Show each line of the material below that contains the string "vent", and treat uppercase and lowercase letters as different.

— begin Listed records —

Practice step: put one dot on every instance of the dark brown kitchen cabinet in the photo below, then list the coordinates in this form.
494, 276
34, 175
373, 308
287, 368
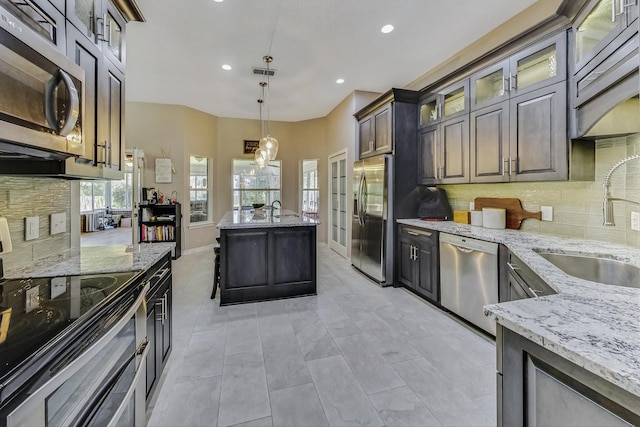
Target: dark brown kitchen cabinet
111, 122
375, 133
87, 55
42, 17
444, 152
539, 388
597, 25
522, 139
101, 23
445, 104
537, 66
418, 261
104, 109
606, 75
159, 322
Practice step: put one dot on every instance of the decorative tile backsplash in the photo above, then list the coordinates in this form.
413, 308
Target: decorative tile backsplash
577, 206
22, 197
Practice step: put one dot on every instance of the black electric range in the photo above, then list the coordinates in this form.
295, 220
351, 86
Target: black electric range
38, 317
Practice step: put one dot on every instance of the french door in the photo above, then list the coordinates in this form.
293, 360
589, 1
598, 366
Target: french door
338, 203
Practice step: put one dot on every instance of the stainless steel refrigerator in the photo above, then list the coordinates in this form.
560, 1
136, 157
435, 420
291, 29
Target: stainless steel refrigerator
372, 222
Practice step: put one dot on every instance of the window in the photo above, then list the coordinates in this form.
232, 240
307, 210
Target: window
96, 195
310, 191
121, 193
254, 185
92, 195
199, 189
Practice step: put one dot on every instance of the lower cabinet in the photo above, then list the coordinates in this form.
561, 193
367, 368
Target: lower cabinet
159, 318
418, 261
539, 388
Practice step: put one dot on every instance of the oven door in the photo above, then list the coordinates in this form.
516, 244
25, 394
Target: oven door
42, 92
102, 386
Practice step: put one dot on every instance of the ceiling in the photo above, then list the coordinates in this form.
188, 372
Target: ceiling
175, 57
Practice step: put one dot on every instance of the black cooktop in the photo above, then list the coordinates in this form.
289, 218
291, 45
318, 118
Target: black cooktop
35, 311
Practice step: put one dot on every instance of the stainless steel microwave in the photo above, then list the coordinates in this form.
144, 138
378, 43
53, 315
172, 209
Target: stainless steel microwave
41, 95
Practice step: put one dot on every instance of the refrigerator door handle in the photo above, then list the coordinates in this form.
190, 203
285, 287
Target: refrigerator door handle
365, 197
361, 192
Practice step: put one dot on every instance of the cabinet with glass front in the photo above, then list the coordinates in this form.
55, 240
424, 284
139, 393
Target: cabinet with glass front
535, 67
448, 103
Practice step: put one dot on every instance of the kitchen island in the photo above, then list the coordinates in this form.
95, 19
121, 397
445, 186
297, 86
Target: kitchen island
266, 255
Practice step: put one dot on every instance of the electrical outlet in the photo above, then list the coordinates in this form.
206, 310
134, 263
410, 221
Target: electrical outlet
31, 228
58, 223
635, 221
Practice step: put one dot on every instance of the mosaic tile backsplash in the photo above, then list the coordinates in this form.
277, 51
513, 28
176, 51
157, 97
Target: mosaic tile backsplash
577, 206
22, 197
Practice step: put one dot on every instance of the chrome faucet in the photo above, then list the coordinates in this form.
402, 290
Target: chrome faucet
608, 200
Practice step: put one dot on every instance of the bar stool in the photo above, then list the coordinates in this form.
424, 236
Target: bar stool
216, 268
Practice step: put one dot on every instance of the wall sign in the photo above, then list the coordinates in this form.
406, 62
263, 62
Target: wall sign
250, 147
163, 171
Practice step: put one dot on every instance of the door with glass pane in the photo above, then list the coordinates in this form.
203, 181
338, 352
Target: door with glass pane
338, 203
538, 66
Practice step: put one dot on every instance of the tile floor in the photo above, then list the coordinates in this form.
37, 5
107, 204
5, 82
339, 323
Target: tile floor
355, 354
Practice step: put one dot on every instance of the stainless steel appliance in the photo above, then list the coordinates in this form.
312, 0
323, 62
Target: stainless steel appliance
372, 222
469, 278
41, 107
73, 351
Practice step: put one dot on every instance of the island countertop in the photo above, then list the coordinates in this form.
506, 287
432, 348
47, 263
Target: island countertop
95, 259
594, 325
256, 219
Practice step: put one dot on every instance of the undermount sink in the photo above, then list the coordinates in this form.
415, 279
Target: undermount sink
595, 269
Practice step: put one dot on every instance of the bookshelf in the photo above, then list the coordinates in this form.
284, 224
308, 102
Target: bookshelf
161, 223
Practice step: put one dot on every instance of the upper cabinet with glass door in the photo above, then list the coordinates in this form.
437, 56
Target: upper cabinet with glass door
101, 23
598, 24
448, 103
532, 68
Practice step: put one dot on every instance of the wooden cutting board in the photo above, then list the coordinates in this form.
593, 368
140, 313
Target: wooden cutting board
515, 213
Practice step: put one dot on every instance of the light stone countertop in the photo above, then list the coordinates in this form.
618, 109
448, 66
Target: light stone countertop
264, 219
96, 259
594, 325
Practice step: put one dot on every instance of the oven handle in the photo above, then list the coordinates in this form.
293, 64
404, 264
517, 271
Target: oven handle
93, 406
73, 109
68, 371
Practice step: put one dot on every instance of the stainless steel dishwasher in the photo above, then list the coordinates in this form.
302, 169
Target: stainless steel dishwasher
469, 278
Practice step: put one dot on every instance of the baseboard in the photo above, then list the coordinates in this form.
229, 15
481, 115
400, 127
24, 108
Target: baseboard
199, 249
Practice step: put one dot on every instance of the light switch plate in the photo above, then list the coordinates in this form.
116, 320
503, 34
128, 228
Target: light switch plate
31, 228
635, 221
58, 223
32, 298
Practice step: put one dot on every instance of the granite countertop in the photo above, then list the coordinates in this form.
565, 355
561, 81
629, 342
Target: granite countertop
264, 219
594, 325
96, 259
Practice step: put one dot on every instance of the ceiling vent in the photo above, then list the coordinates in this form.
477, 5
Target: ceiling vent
264, 72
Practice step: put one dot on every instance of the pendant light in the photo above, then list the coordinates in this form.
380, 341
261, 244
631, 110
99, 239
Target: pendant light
268, 144
261, 156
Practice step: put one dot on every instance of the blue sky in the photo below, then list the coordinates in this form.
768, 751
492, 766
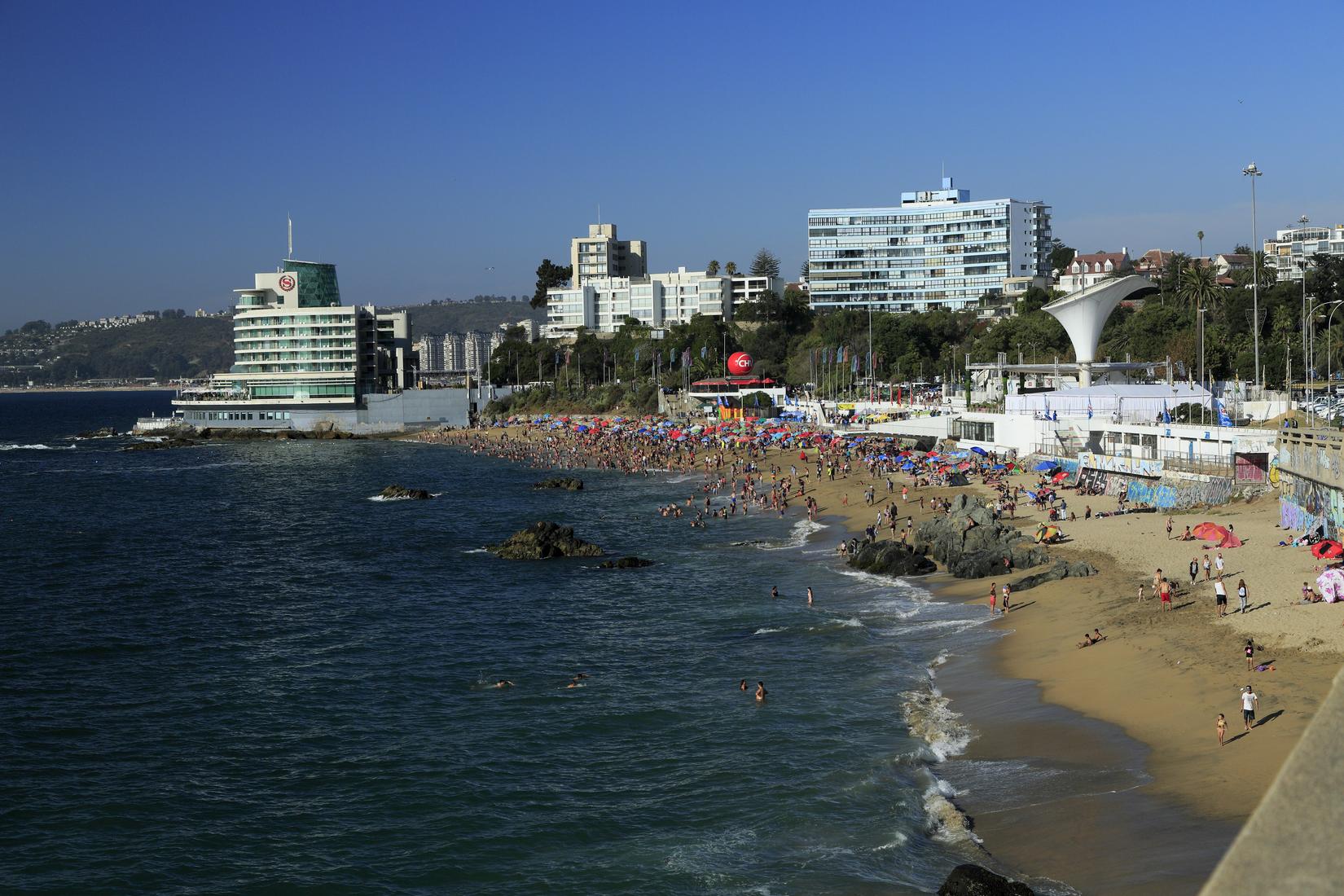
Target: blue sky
149, 152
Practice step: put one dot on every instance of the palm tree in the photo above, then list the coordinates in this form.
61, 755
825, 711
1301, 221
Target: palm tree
1199, 285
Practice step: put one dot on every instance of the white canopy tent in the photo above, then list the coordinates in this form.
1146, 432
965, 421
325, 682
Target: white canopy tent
1128, 401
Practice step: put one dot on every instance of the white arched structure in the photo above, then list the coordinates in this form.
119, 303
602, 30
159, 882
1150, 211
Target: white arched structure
1085, 312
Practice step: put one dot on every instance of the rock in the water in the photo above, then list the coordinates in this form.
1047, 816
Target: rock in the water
972, 544
626, 563
973, 881
401, 494
1062, 570
890, 558
545, 540
568, 482
160, 444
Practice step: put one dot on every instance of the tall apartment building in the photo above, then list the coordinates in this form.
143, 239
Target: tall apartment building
937, 248
1292, 248
659, 300
601, 256
296, 345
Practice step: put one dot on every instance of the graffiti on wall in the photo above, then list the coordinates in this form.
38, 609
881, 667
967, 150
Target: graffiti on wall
1122, 465
1305, 503
1170, 494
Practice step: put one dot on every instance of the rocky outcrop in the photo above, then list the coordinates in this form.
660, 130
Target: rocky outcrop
972, 544
160, 444
566, 482
401, 494
542, 542
1062, 570
626, 563
973, 881
890, 558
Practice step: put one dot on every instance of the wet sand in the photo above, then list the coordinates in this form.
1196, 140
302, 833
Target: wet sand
1136, 714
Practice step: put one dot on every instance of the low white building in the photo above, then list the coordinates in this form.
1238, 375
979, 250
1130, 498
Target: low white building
1090, 269
659, 300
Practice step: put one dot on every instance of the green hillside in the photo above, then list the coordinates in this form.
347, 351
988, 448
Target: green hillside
477, 314
163, 348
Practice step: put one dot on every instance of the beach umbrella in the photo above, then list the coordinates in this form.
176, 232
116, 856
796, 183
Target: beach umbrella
1209, 532
1331, 585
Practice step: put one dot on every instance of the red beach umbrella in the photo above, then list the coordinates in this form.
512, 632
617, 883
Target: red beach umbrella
1327, 550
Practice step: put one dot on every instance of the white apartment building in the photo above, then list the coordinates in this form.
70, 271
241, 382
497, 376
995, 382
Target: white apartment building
937, 248
1292, 248
529, 328
601, 256
659, 300
1093, 268
748, 288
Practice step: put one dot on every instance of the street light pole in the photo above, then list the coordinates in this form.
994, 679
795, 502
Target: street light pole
1329, 318
1253, 172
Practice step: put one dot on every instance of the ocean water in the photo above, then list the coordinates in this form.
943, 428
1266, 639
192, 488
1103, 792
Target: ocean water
225, 670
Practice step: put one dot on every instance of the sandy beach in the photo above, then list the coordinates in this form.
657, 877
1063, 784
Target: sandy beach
1160, 678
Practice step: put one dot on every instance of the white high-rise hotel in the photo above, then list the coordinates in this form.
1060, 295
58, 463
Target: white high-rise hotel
937, 248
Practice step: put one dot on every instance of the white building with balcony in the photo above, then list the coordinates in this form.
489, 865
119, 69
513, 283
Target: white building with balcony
1292, 248
660, 300
937, 248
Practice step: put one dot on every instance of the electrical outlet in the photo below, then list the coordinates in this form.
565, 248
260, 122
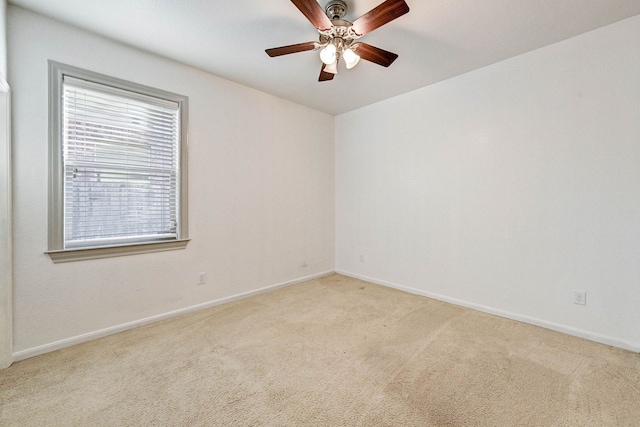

— end Listed records —

* [Completed exercise]
Practice step: put one dot on every instance of the ceiling vent in the photo above, then list the coordinates in this form.
Target: ceiling vent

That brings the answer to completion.